Opération Chammal is a French military operation in Iraq and Syria launched to help curtail the expansion of the Islamic State of Iraq and the Levant and to support the Iraqi Army. Its name comes from the Shamal (Chammal in French), a northwesterly wind that blows over Iraq and the Persian Gulf states.

Airstrikes over Iraq started 19 September 2014 and airstrikes over Syria started by the end of September 2015. The French operation was at first limited to airstrikes and French president François Hollande had stated that no ground troops would be deployed in the conflict. Additionally, the French frigate  joined the United States Navy's Commander Task Force 50 (CTF 50) as an escort.

On 14 November 2015, ISIS claimed that the terrorist attacks that took place in Paris the previous day were retaliation for Opération Chammal. In response, France decided to expand the scope of its operations against the Islamist group and more assets were deployed.

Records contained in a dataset
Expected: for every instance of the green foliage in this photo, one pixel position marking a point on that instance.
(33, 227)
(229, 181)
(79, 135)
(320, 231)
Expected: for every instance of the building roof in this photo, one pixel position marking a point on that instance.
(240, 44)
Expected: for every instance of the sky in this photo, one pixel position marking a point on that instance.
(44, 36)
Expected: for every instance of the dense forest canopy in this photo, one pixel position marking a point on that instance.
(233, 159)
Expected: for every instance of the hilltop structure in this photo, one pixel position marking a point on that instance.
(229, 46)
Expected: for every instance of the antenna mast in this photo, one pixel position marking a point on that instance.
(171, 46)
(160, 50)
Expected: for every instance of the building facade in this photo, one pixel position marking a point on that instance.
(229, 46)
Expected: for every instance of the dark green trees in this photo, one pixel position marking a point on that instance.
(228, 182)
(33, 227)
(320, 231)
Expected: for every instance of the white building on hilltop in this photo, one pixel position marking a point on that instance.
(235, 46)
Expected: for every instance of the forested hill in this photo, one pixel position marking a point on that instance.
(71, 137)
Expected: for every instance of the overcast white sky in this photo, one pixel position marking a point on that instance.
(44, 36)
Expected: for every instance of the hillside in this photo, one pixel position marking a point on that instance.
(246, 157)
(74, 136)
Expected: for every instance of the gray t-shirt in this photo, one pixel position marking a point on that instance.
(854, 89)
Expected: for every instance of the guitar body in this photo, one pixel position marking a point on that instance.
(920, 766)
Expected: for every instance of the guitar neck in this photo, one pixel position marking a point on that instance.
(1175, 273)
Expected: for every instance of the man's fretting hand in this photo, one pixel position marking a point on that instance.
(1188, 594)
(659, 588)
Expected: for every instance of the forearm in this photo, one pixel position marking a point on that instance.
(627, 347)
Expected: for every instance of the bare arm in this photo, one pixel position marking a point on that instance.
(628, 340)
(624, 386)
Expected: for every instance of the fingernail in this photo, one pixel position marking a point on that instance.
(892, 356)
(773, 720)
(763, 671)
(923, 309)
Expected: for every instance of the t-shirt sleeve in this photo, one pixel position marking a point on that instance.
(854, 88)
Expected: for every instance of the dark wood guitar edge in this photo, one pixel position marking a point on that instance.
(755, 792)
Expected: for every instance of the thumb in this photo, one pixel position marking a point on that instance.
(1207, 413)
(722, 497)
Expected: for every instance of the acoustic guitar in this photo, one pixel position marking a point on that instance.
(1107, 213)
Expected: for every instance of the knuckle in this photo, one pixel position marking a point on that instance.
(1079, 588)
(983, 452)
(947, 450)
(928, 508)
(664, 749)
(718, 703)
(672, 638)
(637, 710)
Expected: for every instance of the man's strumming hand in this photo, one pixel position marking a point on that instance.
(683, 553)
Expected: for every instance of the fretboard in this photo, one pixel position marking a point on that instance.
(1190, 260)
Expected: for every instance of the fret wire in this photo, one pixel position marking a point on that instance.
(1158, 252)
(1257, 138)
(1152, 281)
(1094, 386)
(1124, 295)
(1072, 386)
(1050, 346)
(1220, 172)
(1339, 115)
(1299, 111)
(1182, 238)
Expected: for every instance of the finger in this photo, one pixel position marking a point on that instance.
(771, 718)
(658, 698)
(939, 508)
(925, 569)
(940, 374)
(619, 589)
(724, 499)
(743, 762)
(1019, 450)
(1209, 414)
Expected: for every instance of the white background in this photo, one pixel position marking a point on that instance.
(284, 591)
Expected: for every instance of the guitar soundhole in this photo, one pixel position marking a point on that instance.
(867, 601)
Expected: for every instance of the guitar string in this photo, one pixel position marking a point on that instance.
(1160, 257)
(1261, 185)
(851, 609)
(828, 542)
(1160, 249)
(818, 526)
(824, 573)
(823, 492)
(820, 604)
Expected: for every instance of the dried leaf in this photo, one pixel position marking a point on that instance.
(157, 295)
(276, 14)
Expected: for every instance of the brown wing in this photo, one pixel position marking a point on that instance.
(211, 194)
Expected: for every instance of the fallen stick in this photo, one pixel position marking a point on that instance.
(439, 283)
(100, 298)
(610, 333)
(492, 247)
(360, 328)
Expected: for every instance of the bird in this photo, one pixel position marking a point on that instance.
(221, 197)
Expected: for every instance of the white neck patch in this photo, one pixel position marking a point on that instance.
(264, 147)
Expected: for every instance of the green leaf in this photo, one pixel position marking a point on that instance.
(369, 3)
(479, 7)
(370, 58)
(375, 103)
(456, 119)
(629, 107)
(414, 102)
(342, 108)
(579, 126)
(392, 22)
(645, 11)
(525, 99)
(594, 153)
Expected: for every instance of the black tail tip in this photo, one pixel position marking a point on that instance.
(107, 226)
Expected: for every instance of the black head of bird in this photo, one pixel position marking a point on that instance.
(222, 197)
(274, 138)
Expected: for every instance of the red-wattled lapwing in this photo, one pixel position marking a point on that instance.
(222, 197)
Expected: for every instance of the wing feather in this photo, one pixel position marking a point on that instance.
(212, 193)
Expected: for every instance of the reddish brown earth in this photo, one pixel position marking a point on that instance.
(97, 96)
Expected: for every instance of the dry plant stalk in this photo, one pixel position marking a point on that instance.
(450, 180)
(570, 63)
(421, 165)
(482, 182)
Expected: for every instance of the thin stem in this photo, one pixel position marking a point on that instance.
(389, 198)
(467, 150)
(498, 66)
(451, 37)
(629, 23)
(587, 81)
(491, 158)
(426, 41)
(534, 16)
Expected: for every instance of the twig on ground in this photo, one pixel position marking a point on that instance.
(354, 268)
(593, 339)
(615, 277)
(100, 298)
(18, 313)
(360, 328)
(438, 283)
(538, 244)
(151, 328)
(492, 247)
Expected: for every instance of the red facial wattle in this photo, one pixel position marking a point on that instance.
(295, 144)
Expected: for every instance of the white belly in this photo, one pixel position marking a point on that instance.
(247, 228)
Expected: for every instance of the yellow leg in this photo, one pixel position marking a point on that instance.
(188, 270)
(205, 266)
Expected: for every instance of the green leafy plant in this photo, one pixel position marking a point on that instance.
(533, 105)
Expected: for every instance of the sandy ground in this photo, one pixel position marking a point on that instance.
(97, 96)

▸ **EXERCISE**
According to the text on Opération Chammal, on what date did French airstrikes over Iraq begin? The records have nothing to do with the text on Opération Chammal.

▸ **TASK SOLUTION**
19 September 2014